* Start *

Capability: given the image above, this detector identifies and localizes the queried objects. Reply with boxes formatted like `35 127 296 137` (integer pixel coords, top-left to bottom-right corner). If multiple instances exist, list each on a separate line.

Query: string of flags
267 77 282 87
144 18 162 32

* End *
* Start *

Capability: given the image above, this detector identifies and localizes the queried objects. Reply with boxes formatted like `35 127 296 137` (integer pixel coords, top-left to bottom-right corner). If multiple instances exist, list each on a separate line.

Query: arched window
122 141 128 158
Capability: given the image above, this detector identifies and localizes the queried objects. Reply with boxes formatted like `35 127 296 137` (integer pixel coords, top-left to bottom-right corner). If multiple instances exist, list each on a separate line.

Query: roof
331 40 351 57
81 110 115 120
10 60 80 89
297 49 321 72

* End *
* Start *

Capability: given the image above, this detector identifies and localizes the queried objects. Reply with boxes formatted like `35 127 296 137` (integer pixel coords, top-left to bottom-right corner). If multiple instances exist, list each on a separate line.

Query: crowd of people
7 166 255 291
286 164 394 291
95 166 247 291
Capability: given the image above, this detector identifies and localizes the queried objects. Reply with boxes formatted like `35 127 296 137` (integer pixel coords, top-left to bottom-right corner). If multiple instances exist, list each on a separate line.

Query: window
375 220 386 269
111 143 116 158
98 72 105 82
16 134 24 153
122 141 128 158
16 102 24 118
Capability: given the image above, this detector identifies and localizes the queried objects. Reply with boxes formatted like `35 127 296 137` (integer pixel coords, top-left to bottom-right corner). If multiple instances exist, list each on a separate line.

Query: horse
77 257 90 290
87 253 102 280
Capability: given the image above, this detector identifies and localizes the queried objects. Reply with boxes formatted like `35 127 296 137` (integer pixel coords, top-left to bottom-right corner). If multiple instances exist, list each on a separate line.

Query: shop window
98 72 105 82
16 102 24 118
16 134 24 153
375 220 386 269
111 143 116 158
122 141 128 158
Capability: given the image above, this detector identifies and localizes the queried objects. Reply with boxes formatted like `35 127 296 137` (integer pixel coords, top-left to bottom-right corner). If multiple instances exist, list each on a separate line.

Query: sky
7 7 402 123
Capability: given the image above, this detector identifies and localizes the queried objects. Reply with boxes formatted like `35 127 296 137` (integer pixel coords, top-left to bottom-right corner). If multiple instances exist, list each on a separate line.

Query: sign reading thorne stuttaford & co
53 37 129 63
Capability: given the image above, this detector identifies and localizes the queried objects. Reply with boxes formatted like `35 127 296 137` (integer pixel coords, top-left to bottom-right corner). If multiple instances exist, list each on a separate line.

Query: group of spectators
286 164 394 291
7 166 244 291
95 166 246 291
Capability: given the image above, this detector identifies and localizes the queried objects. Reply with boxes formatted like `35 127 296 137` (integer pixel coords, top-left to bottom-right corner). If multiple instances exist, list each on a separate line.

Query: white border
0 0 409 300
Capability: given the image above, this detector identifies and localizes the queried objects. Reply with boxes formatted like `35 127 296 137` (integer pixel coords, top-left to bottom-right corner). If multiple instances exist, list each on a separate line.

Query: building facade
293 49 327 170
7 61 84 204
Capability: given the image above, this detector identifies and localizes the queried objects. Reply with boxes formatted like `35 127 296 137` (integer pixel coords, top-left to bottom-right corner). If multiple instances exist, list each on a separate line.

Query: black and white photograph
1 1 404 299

* End *

## Exercise brief
Count the lines in the records above that contain the word "window". Reply with only the number.

## Result for this exercise
3